Entré con pesimismo a cada oficina de los bancos con los que tenía que negociar mi situación; casi convencida de que nadie me tomaría en serio o me prestaría atención.
Felizmente me acompañaba mi abogada. Una gran y queridísima amiga mía que estaba de vacaciones por Lima. Su compañía y amor me impulsó a tener las reuniones, porque sin ella a mi lado, tal vez me hubiera ido corriendo antes que alguien hubiera notado mi presencia.
Esto me recuerda la anécdota aquella cuando fui a dar uno de los exámenes médicos obligatorios que me pide mi oficina y que incluye un examen psicológico. Al dibujar una persona simplemente con bolitas y palitroques, el médico, que de simpático tenía lo que yo tengo de diplomática, me pidió volver a dibujarlo “bien”, a lo que yo respondí que no lo haría porque “así dibujo yo y no lo sé hacer de otro modo”. El psicólogo me dijo entonces que eso reflejaba que yo en el exterior parezco muy segura de mí misma, pero que en realidad soy muy insegura. Me reí para mí misma. 20 años más tarde, le doy la razón.
Las oficinas eran frías e impersonales con muchos empleados en cuyos escritorios se decide el futuro de miles de personas con problemas para cumplir con sus obligaciones financieras.
La primera reunión salió muy mal. No sólo por las malas noticias que me dieron, sino porque, para variar, no pude neutralizar mis emociones y me vi casi sollozando frente al funcionario que me atendió.
En la segunda, me sentí mucho mejor pues las personas que me atendieron fueron mucho más empáticas y se interesaron por buscar soluciones para mis temas.

* _Preguntas de estudio_:
**A.** Reescribe todo lo que va desde "Las oficinas eran" hasta "que me atendió." en el texto de partida y cambia "funcionario" por "empleado".
**B.** Resume el texto de partida en dos oraciones.
**C.** Responde estas preguntas sobre el texto de partida:
(i) ¿Quién acompañó a la narradora a las reuniones con los bancos?
(ii) Según el psicólogo, ¿qué reflejaba la forma en que la narradora dibujaba a una persona?
(iii) ¿Cómo fueron las personas que la atendieron en la segunda reunión?

* _Entradas proporcionadas_:
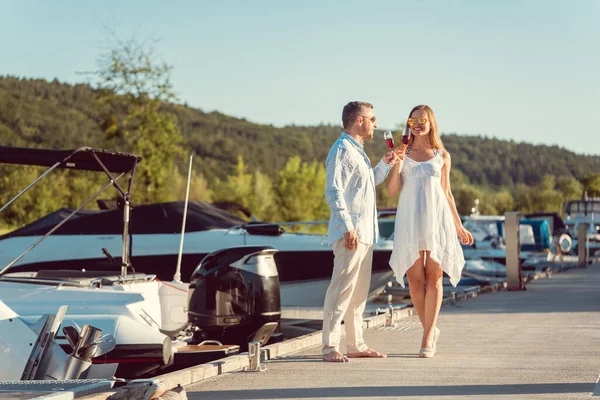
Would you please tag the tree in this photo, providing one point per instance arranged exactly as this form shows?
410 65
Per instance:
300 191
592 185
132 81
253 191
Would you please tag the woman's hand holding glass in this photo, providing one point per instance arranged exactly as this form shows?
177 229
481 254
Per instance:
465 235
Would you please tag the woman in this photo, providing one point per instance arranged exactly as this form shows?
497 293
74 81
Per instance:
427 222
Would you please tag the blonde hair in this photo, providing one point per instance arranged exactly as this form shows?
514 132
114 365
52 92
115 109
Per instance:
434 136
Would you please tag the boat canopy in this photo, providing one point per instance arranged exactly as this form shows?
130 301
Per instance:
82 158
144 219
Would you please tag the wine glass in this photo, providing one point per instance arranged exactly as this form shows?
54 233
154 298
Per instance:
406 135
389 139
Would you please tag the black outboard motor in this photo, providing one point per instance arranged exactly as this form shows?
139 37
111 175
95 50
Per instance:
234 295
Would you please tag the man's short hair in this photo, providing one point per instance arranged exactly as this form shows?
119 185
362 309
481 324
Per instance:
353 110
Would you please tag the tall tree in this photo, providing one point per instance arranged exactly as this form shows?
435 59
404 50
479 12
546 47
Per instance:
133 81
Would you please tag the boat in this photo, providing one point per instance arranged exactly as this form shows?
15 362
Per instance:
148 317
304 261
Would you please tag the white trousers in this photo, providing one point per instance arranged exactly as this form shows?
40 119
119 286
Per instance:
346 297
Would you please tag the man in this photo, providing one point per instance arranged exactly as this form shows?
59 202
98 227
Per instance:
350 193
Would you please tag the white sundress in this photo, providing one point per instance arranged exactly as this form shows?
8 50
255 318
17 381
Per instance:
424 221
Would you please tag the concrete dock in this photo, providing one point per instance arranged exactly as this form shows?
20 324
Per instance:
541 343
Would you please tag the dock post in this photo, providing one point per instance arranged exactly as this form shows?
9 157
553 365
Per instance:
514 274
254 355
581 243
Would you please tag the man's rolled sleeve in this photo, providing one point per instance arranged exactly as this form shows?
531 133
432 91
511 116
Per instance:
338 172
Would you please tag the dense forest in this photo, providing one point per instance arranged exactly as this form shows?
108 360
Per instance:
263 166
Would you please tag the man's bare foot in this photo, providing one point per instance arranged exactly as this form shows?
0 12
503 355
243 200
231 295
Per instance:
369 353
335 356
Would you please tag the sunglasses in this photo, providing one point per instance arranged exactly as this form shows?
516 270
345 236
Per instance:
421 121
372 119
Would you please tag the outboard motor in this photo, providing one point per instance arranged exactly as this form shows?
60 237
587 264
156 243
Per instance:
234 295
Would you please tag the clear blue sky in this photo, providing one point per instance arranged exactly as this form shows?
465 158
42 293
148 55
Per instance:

* _Tus respuestas_:
**A.**
Las oficinas eran frías e impersonales con muchos empleados en cuyos escritorios se decide el futuro de miles de personas con problemas para cumplir con sus obligaciones financieras.
La primera reunión salió muy mal. No sólo por las malas noticias que me dieron, sino porque, para variar, no pude neutralizar mis emociones y me vi casi sollozando frente al empleado que me atendió.

**B.** La narradora acudió con pesimismo a las oficinas de los bancos para negociar su situación, acompañada por su abogada, una gran amiga que estaba de vacaciones en Lima. La primera reunión salió muy mal y casi terminó sollozando, pero en la segunda se sintió mucho mejor porque la atendieron personas más empáticas, interesadas en buscar soluciones.

**C.**
(i) La acompañó su abogada, una gran y queridísima amiga suya que estaba de vacaciones en Lima.
(ii) Reflejaba que ella parece muy segura de sí misma en el exterior, pero que en realidad es muy insegura.
(iii) Fueron mucho más empáticas y se interesaron por buscar soluciones para sus temas.